Our liberation work so far includes:
- dedicating a portion of our resources budget to purchase students’ suggestions made as part of liberate our degrees. Students can now search for all such purchases as a library collection in LibrarySearch (Primo)
- decolonising curricula by working alongside academic departments and students to identify marginalised, underrepresented groups
- collaborating with teaching staff to create decolonised and inclusive reading lists to better represent the identities and experiences of our student body, and by doing so, ‘self-decolonise’
- delivering academic skills workshops to further equip students’ approaches to the decolonisation agenda, such as Decolonising research methods and, Remapping reading and retrieval: taking steps to decolonise our library practice
- setting up a Critical Librarianship Reading group – sharing and discussing relevant readings
- dismantling and identifying DDC’s inherent (mis)representation and discrimination problems “to renovate the master’s house to make space for the voices of excluded others” (Hope A Olson, ‘The Power to Name: representation in library catalogs’)
On a more personal level at my institution I am a member of the BAME (Black, Asian, and minority ethnic) Attainment Gap project group looking at the sector wide issue around why BAME students are not being awarded as many firsts and 2:1s as their white peers. This group comprises of academics, SU members, and professional services members. The Library will strategise its work with the findings and recommendations of this group as a further liberation commitment.

• _What you will do_:
Answer these questions from the text on library liberation work:
(a) Where can students search for the purchases made from their suggestions?
(b) What reading group has been set up?
(c) Who makes up the BAME Attainment Gap project group?
The listing is not needed here.

• _The data_:
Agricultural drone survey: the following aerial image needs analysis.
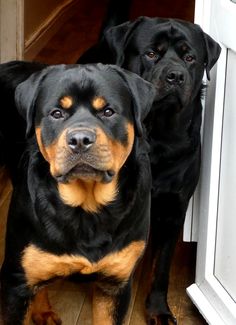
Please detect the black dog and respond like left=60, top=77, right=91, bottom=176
left=1, top=62, right=155, bottom=325
left=0, top=61, right=46, bottom=178
left=78, top=17, right=220, bottom=324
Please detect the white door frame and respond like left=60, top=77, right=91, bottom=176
left=187, top=0, right=236, bottom=325
left=0, top=0, right=24, bottom=63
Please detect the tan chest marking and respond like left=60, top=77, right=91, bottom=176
left=22, top=241, right=145, bottom=286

• _Task result_:
(a) In LibrarySearch (Primo), as a library collection.
(b) A Critical Librarianship Reading group.
(c) Academics, SU members, and professional services members.